▶ Goal:
Recast the lines of the data as a numbered list, starting at the line that contains "of the overcast" and continuing through the final line of the data, both ends included. Omit any blank lines.
** START OF Extracted records **
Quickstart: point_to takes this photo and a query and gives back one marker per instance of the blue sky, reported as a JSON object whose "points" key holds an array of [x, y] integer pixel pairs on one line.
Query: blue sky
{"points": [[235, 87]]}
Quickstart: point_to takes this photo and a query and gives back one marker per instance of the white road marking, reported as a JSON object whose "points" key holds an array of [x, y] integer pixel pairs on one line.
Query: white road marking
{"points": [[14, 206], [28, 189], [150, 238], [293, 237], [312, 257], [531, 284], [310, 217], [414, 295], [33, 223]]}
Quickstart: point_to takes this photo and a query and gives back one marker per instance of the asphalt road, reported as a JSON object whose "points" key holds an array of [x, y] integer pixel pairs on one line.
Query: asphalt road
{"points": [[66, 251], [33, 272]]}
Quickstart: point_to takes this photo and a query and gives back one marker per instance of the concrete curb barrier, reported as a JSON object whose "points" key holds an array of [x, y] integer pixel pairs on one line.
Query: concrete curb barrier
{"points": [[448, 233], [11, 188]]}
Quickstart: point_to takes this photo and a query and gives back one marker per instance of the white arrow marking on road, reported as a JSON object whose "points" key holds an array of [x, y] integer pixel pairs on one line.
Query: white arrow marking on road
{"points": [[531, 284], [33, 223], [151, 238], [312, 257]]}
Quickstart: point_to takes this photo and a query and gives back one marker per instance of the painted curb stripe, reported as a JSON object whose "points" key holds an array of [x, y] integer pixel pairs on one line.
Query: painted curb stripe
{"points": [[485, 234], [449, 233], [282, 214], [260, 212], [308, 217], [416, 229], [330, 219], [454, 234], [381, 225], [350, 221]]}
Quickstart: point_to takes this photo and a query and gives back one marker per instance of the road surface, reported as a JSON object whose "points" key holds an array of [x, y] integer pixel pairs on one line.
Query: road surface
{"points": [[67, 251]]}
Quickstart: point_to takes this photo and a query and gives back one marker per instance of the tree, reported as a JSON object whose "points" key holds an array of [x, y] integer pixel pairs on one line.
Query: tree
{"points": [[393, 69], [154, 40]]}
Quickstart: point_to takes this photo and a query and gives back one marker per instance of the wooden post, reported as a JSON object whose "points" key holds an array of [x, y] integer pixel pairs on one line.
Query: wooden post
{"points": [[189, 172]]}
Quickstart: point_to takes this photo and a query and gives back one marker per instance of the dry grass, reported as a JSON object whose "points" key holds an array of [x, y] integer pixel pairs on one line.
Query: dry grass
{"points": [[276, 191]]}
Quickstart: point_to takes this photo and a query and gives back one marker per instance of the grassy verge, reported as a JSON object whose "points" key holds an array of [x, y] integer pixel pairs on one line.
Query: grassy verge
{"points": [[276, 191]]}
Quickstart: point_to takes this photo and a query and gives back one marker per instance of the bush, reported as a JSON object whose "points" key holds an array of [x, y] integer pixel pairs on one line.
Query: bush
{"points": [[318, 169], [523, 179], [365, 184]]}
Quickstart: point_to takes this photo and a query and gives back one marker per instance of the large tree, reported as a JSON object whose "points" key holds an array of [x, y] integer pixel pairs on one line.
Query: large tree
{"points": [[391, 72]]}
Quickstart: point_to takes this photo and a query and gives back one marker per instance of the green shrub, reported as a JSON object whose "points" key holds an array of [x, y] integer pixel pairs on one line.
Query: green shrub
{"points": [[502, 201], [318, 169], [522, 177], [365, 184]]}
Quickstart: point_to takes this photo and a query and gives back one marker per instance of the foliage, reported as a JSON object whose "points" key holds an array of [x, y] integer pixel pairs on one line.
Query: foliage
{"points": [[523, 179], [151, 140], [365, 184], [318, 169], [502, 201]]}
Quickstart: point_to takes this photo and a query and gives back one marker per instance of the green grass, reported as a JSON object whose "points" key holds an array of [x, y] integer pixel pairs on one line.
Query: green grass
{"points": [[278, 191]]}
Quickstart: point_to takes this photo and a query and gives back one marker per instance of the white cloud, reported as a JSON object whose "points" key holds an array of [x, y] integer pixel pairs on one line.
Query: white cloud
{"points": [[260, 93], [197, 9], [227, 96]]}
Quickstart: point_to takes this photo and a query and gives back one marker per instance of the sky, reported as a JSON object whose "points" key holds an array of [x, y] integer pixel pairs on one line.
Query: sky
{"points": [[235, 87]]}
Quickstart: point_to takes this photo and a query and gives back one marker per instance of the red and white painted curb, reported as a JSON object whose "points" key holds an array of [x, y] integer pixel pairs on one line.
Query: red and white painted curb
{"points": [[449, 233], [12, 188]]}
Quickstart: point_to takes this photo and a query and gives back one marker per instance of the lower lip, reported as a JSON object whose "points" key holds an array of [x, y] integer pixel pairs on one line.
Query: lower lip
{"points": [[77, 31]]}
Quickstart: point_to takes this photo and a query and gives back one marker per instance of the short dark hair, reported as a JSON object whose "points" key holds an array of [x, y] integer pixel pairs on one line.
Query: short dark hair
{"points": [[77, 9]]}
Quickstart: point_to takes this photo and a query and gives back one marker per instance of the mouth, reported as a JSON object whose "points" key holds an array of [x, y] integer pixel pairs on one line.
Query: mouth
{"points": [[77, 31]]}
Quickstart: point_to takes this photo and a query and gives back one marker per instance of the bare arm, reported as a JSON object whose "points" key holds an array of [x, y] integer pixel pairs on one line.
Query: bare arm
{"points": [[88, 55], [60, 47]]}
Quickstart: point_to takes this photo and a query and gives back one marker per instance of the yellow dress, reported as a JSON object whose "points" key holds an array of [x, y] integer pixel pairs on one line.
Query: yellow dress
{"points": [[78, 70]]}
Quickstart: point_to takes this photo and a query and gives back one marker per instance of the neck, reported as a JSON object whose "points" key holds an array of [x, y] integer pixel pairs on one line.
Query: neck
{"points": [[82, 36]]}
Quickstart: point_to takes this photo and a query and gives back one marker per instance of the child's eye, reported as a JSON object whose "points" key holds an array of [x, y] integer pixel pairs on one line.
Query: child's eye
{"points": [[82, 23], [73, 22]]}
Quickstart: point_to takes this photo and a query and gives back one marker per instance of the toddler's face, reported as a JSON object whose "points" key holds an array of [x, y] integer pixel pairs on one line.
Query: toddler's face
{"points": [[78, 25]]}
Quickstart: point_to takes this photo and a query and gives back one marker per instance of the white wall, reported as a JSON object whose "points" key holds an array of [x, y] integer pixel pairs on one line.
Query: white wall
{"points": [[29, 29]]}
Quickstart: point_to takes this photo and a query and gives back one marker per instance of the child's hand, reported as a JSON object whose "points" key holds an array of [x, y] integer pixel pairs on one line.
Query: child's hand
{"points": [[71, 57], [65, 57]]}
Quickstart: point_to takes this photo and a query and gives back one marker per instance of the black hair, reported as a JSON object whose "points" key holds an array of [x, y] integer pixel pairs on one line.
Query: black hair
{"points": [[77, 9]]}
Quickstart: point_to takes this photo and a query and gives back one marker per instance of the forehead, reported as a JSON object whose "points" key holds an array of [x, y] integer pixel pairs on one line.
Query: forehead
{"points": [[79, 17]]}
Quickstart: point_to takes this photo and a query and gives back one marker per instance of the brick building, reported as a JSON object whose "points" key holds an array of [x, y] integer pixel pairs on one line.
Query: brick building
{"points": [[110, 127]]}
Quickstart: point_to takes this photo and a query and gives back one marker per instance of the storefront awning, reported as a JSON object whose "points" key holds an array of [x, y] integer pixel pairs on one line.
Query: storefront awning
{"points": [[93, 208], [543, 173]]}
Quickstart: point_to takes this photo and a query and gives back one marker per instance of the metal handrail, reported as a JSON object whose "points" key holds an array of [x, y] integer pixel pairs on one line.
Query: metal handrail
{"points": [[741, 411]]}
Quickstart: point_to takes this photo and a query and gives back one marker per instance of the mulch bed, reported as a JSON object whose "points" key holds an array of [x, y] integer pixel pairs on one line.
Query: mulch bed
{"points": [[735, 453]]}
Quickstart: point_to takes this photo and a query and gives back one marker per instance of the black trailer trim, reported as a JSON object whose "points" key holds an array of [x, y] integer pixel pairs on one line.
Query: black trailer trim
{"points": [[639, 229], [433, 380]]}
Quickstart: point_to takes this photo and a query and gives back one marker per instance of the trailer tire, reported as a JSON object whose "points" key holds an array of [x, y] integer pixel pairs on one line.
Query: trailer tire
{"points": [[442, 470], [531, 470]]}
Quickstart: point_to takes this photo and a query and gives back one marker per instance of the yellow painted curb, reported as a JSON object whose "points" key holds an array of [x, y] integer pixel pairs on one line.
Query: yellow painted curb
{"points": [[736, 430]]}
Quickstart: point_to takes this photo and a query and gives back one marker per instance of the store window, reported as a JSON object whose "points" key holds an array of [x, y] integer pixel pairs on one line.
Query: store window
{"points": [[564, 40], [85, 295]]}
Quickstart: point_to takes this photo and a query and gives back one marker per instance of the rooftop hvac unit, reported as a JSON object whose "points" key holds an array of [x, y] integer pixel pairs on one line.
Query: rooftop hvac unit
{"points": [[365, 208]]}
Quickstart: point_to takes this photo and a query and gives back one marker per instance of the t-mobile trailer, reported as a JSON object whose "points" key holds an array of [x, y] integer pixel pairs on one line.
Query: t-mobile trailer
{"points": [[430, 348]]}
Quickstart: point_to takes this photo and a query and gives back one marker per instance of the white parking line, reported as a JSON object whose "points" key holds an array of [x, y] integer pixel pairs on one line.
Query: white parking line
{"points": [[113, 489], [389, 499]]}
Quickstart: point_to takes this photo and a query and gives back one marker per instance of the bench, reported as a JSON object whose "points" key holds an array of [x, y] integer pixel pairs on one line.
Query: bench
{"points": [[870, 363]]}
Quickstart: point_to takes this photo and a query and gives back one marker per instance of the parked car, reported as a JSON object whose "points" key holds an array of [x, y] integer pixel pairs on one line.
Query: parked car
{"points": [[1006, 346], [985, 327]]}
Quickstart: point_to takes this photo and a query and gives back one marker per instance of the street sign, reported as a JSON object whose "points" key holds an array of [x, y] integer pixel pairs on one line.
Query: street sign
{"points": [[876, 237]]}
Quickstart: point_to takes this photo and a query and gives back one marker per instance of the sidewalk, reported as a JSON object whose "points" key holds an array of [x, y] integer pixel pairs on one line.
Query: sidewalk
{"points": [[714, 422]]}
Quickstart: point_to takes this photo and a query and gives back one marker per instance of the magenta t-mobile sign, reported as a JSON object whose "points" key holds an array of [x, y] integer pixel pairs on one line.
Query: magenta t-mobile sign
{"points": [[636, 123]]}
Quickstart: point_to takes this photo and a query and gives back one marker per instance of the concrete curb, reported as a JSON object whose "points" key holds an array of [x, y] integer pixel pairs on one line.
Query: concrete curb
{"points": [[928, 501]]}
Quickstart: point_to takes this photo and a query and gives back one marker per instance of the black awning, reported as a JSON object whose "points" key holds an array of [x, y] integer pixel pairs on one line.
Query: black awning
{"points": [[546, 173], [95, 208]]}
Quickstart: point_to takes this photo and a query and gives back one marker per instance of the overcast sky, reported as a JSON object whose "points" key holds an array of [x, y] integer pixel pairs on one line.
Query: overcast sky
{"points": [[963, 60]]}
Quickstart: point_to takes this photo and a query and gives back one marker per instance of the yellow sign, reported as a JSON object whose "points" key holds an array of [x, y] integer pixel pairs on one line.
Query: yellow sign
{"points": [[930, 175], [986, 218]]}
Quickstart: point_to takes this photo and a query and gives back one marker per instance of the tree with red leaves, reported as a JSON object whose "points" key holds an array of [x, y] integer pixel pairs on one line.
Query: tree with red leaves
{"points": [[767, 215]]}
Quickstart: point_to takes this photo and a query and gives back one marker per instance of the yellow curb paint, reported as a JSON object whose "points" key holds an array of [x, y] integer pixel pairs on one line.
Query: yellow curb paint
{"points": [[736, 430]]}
** END OF Extracted records **
▶ Written solution:
1. Quickstart: point_to takes this photo and a query and gives back one marker per instance of the overcast sky, reported as a JSON object whose "points" key holds an array of [x, y] integer pixel pairs on one line.
2. Query: overcast sky
3. {"points": [[963, 60]]}
4. Quickstart: point_to takes this photo and a query and gives back one marker per instance of the yellow sign, reported as a JSON object whose "points" key holds an array of [x, y] integer pixel pairs on one line.
5. Query: yellow sign
6. {"points": [[930, 175], [986, 218]]}
7. Quickstart: point_to takes this photo and a query and gives back one marker per instance of the tree with red leaves, reported as a JSON object whose "points" key holds an array of [x, y] integer pixel pairs on one line.
8. Query: tree with red leaves
9. {"points": [[767, 215]]}
10. Quickstart: point_to takes this photo and a query and gives back one marker per instance of the yellow curb paint, reported as a JSON object whose "points" key holds an array of [x, y] integer pixel pairs on one line.
11. Query: yellow curb paint
12. {"points": [[736, 430]]}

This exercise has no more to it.